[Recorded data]

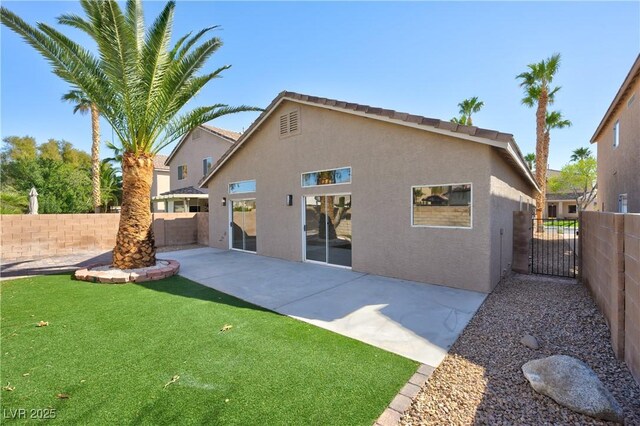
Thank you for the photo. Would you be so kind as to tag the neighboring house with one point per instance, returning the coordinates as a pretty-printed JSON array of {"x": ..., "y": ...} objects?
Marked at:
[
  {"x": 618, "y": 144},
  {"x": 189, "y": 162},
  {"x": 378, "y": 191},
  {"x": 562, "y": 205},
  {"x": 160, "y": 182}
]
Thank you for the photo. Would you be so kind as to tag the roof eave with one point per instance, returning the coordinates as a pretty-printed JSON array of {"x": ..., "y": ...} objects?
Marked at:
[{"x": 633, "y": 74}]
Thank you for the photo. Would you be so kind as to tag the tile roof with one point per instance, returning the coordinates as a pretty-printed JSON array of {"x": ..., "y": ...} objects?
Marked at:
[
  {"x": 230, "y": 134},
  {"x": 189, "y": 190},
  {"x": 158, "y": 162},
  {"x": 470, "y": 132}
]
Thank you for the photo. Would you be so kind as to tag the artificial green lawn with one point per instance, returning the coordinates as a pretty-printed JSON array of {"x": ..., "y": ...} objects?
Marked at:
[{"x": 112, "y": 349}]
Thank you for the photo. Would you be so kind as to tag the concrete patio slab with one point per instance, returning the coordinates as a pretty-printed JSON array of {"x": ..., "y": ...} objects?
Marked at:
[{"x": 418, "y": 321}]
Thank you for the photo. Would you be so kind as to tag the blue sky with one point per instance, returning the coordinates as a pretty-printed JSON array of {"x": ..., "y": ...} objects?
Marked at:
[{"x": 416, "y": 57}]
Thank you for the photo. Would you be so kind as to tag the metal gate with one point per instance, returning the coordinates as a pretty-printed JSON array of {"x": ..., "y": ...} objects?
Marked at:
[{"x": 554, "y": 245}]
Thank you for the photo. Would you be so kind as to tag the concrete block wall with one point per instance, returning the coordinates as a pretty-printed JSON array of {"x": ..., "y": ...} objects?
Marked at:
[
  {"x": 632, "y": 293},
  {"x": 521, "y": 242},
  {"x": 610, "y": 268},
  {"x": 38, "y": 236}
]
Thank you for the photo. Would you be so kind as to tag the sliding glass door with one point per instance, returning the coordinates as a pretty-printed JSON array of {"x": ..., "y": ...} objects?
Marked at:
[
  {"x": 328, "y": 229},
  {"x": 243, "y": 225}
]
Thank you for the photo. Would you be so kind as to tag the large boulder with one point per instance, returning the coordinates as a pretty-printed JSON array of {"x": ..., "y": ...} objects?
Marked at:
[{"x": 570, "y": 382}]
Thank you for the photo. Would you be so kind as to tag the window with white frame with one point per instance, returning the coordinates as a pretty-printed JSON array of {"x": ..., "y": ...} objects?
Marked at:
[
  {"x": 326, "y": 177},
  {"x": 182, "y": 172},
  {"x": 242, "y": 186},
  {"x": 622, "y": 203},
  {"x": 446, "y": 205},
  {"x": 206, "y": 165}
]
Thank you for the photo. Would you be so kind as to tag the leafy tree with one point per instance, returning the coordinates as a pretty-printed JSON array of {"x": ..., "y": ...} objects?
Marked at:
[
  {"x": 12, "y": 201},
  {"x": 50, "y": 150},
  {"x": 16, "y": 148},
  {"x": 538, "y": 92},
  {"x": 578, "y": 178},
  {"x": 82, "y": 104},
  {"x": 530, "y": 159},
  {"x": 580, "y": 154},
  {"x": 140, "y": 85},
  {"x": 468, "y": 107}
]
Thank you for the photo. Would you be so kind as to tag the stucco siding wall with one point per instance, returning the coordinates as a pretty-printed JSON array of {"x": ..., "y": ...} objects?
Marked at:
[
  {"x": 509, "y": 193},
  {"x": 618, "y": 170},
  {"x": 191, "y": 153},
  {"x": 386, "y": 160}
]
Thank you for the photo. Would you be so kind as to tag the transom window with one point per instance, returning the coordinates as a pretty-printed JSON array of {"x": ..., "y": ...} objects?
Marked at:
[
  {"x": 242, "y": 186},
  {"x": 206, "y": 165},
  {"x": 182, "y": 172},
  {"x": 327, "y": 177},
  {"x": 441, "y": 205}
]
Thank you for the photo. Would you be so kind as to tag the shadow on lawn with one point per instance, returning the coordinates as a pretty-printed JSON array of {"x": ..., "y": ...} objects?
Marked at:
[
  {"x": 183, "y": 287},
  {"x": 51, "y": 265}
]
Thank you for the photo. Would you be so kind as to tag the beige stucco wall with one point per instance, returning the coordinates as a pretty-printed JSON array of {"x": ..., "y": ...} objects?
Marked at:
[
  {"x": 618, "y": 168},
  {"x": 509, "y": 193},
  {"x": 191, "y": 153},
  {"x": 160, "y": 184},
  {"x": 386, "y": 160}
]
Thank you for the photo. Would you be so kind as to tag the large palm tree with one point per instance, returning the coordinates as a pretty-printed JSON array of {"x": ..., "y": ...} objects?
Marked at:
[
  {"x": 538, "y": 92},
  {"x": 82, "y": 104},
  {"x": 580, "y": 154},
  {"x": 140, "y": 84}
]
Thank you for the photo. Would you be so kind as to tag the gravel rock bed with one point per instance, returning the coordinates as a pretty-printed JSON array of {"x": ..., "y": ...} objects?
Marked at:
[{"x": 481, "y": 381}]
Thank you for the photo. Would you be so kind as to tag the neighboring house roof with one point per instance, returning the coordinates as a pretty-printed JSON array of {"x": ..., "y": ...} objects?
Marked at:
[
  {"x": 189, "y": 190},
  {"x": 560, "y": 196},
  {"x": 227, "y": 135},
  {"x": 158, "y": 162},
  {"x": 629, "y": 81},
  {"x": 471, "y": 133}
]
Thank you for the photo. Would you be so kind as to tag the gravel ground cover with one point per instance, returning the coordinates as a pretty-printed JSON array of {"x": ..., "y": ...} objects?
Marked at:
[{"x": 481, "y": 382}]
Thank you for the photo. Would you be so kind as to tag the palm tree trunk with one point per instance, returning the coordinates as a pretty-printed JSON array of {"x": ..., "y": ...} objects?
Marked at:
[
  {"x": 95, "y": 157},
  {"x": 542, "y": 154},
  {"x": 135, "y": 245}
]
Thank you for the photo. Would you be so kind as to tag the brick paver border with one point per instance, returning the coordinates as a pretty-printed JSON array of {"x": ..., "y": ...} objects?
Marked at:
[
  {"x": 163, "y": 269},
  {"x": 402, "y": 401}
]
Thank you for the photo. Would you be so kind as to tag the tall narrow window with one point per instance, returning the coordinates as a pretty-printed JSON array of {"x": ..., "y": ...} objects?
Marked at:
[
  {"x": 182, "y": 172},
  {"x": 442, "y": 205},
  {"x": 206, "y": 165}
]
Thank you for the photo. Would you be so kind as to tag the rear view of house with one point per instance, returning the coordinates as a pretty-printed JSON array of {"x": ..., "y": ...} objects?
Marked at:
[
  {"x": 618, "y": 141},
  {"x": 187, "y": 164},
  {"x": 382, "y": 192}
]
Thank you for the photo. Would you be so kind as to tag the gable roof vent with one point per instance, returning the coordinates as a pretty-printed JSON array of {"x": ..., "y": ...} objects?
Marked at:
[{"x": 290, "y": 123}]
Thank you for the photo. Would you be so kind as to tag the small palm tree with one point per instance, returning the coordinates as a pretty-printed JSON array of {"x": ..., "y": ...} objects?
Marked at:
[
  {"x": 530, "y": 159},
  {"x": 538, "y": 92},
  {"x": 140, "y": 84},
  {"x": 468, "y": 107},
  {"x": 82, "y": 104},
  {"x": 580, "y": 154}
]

---

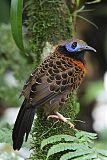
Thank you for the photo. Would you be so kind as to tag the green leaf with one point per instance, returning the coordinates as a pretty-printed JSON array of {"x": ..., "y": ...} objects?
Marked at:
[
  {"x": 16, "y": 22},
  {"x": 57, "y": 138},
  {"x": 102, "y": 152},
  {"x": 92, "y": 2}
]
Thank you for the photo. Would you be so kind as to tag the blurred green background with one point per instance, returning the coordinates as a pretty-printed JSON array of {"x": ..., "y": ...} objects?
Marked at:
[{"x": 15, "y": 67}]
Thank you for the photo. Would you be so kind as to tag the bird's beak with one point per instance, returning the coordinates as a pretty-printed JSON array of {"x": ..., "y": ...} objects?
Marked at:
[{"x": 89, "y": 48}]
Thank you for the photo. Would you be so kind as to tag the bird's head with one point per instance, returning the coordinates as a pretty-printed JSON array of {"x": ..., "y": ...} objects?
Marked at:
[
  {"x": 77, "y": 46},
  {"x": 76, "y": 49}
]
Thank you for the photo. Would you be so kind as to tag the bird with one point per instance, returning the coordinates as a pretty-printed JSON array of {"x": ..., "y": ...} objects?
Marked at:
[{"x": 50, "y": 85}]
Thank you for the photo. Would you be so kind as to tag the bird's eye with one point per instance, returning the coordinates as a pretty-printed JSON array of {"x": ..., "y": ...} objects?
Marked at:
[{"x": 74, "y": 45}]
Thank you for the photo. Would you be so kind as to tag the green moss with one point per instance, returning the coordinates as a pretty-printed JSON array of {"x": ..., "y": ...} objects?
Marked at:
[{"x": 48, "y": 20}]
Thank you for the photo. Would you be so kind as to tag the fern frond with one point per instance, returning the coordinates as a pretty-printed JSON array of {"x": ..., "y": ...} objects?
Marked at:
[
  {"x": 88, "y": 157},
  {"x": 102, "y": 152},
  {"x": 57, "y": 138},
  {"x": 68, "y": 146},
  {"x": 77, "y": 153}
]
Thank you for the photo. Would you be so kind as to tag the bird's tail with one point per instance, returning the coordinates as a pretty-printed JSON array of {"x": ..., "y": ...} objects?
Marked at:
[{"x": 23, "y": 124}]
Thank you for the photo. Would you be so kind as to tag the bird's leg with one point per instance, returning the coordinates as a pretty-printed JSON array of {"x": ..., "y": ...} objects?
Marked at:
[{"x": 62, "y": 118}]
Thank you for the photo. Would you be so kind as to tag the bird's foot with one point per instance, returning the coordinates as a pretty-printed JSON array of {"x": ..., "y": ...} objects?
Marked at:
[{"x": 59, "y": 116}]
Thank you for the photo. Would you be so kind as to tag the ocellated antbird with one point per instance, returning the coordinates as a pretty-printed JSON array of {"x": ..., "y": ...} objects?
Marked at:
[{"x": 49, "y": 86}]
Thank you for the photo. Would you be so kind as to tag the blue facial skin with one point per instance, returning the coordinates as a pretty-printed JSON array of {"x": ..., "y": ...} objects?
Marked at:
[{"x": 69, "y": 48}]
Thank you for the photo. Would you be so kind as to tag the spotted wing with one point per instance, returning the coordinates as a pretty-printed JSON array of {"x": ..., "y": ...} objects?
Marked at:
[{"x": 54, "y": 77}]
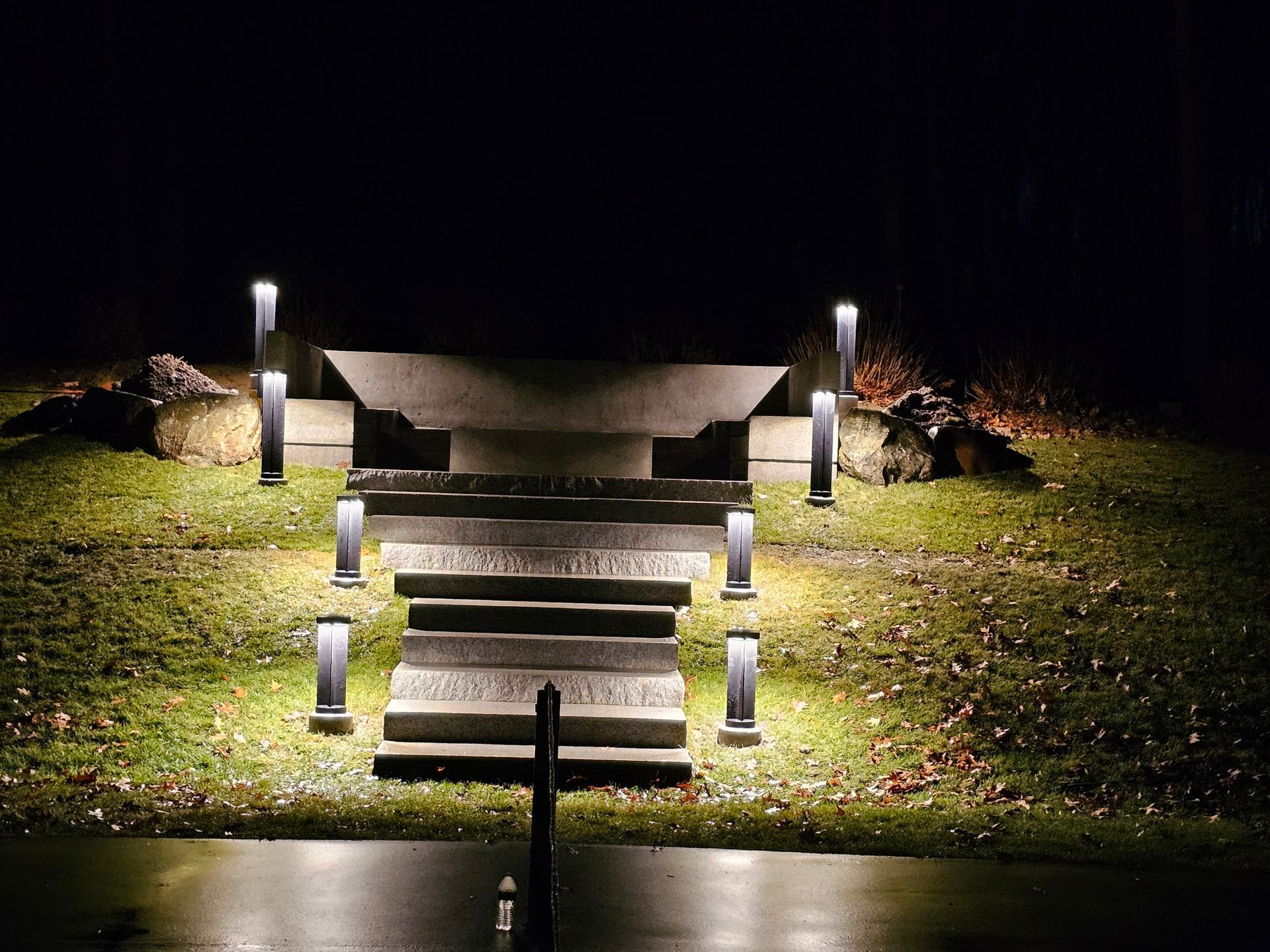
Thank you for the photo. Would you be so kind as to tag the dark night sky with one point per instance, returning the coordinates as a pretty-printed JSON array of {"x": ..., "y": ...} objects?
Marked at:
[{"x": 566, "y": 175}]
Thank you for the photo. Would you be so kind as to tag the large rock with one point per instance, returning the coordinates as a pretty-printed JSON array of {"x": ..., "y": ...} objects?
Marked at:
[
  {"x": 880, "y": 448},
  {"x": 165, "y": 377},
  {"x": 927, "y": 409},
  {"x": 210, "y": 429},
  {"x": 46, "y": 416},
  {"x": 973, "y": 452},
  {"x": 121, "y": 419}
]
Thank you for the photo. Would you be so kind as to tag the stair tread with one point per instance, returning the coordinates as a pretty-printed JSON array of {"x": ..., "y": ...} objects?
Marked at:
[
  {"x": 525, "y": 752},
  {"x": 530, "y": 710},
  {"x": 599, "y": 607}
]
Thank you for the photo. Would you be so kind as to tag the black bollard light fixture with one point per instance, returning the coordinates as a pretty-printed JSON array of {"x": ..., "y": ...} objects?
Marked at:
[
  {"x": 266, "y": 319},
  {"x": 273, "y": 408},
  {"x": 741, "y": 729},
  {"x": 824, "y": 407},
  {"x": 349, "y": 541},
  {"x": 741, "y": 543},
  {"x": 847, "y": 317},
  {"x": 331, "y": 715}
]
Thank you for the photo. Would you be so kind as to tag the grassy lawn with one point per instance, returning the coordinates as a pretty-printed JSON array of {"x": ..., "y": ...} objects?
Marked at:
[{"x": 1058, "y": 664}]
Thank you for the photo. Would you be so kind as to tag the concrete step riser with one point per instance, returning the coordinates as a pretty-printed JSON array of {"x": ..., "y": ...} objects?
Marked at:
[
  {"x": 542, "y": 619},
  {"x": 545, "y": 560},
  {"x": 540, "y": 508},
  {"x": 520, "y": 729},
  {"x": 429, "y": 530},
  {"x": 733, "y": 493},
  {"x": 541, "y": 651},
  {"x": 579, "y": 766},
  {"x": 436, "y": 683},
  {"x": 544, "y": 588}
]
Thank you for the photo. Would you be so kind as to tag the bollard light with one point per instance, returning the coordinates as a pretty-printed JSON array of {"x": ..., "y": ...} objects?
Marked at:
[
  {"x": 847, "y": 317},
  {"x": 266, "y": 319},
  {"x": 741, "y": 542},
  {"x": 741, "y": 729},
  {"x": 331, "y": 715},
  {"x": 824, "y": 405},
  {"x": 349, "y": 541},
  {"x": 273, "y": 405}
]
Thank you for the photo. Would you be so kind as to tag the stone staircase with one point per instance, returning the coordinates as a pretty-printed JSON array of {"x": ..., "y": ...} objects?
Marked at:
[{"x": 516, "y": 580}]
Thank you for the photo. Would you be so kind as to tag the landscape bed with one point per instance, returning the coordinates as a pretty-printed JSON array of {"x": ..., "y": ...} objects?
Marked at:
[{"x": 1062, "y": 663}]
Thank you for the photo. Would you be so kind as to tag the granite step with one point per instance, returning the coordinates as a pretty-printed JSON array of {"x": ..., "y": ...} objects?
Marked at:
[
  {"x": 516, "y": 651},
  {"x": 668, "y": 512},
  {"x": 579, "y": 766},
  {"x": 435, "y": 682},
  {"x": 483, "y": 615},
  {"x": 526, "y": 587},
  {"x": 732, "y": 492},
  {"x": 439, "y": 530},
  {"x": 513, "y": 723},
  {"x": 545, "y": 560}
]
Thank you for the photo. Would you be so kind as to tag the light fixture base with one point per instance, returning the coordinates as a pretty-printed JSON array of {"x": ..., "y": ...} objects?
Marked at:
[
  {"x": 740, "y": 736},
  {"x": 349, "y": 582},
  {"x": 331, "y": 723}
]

---

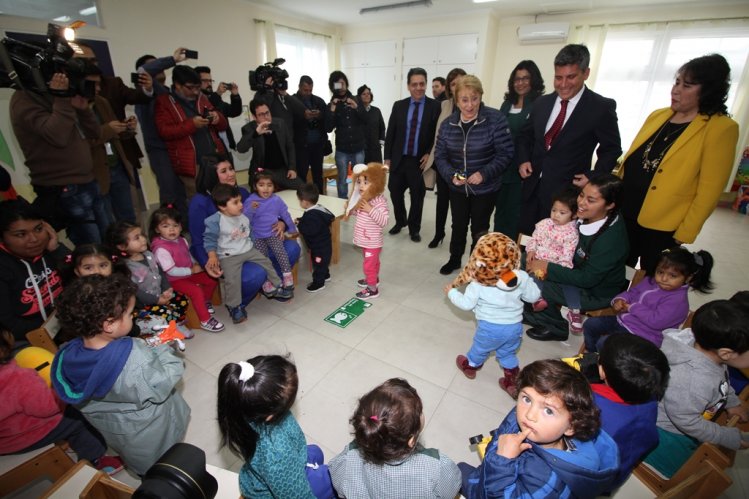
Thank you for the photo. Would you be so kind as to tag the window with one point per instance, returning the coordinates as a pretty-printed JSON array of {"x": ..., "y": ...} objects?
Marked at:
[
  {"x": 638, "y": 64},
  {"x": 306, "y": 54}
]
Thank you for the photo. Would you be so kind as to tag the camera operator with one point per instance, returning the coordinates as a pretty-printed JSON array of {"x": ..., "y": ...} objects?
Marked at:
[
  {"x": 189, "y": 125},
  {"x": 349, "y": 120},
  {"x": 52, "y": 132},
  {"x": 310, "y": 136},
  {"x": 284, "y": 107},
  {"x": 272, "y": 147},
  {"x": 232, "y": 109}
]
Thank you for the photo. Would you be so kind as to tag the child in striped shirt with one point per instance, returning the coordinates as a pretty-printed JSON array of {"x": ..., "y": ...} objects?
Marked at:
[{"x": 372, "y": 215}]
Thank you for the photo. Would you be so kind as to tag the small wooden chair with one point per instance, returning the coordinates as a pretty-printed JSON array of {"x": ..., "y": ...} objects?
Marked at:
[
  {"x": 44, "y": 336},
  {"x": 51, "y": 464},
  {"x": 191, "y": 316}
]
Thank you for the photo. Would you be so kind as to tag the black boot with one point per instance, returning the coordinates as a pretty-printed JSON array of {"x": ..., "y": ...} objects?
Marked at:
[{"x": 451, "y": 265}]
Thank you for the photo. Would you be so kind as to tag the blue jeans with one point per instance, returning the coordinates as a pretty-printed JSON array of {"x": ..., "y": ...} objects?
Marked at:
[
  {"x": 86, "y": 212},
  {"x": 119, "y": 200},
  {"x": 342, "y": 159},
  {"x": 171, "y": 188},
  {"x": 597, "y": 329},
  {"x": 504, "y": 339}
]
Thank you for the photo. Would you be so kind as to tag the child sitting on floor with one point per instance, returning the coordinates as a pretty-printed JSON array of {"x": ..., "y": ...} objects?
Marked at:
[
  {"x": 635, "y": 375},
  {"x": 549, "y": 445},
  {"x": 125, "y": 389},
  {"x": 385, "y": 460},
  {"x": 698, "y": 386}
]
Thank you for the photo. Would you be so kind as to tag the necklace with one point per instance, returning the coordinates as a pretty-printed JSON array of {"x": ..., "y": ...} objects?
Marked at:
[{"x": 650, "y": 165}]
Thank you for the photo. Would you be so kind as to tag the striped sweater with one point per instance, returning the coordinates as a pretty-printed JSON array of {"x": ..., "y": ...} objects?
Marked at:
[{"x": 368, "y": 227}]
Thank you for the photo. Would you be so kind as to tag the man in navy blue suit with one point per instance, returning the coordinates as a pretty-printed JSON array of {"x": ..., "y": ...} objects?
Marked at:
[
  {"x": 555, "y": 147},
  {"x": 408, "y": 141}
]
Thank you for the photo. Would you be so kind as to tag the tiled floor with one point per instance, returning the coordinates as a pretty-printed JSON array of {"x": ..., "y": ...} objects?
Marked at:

**Written exercise**:
List every line of the material above that contains the string "stucco".

**Answer to this problem**:
Thank you for the photo. Would you be so kind as to tag the stucco siding wall with one point per instance, returning the coordinates as a pretty-printed JSON array of {"x": ..., "y": ...} objects?
Thank you for the photo. Would you be so kind as to tag the beige stucco wall with one point per instance, returning the coordinates as a pretty-printed JSON array of {"x": ..., "y": ...} objects?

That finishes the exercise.